[Document segment]:
-- begin --

Large, colourful posters adorn every classroom wall in Dundee.

The banners exclaim Learning Together in Dundee, an initiative born out of the Assessment is for Learning Programme, which is being advocated in schools across Scotland.

The LTiD philosopy is: “We all wish to become better learners.”

To do this the aim is to: share lesson goals; ask questions to help understanding; take time to think, discuss and share ideas; give and receive feedback; discuss the next step.

It is described as “a major initiative by the education department to change classroom practice to meet the needs of all learners in the 21st century”.

“Dundee is different in that we are looking at everything we do in our schools, from learning and teaching, pupil support and behaviour management to citizenship, health promotion and PSD, linking all these agendas through formative assessment,” says the city’s assessment co-ordinator, Maureen Ruddy.

“But if you call it formative assessment, people don’t see the full picture. So we call it Learning Together.”

Launched last September, LTiD was adopted by the education committee in April as the learning and teaching strategy for the city and it is the authority’s expectation that every teacher in Dundee will be up to speed on the strategy by 2007.

“LTiD is now becoming the mainstay of everything we do in our schools, a single strategy for developing learning and teaching. I’d say we are unique, the only authority committed entirely this way,” says Mrs Ruddy.

Teachers are using classroom approaches such as sharing learning goals with pupils, asking questions which encourage thinking, giving time for reflection and sharing ideas, providing feedback to improve the quality of their learning and involving pupils in determining the next steps in their learning.

Within a few months of its launch, the approach already appears to be paying off. Teachers have reported improvements in pupil motivation, behaviour and self-esteem which in turn are leading to improvements in attainment and achievement.

“The most important thing is the active involvement of pupils in their own learning, sharing goals, assessing their own work and reflecting on what helps them to learn. The more involved they are, the better they learn,” says Mrs Ruddy.

To nurture pupils’ self-esteem, a classroom must provide a sense of security; a sense of identity; a sense of belonging; a sense of purpose - helping pupils create visions of what they want to achieve and what kind of person they want to be; and a sense of personal acceptance - offering ways to achieve goals, and giving access to resources.

“It’s not about learning and teaching in any narrow sense, because the same approach, the same formative asessment strategies can be used for behaviour management,” says Mrs Ruddy.

-- end --

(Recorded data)
-- begin --

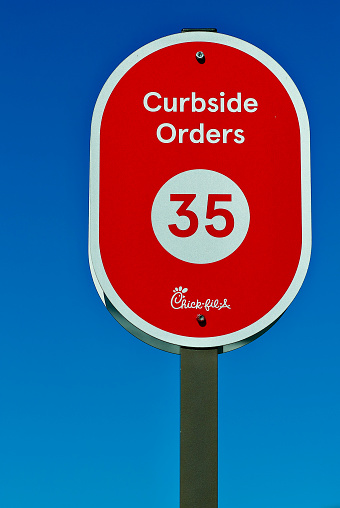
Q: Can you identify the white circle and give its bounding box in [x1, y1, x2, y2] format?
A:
[151, 169, 250, 264]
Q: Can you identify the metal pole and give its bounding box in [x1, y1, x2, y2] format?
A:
[180, 348, 218, 508]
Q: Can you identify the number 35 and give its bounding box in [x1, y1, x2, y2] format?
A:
[168, 194, 234, 238]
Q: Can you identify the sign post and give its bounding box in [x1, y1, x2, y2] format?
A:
[89, 31, 311, 508]
[180, 348, 218, 508]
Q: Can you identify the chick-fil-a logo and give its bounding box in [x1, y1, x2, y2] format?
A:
[170, 286, 230, 311]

-- end --

[Work instructions]:
1. Translate this sentence from the article on Learning Together in Dundee into Spanish: "Within a few months of its launch, the approach already appears to be paying off."
2. Pick up the article on Learning Together in Dundee after its last sentence and write the next few paragraphs.

[Task responses]:
1. A los pocos meses de su lanzamiento, el enfoque ya parece estar dando resultados.

2.
“We don’t need separate strategies here. Nor do we, for example, for staff CPD. The strategies are already in the Learning Together approach.”

A great deal of in-service is being done in Dundee, at senior management, whole school, cluster group, departmental and individual levels to ensure LTiD is up and running within two years.

To strengthen the links between parents and schools (an LTiD aim), Dundee has gone beyond printing and distributing its information leaflets by organising an “open voice” event, held over two nights in a city centre hotel.

When 120 parents turned up to share their concerns or ask questions, they were grouped to discuss topics they had raised and asked for three solutions. The results were then voted on.

“Their ideas are to be fed into authority plans - making them part of Learning Together,” says Mrs Ruddy.

One Dundee primary is now organising a similar event for parents in a local pub, while a secondary is organising a staff “open voice” event.

Seventy pupils from 11 schools (nine primaries and two secondaries) have already held their “open voice” and all the bullet points, solutions and numbers of votes have been disseminated to all Dundee schools.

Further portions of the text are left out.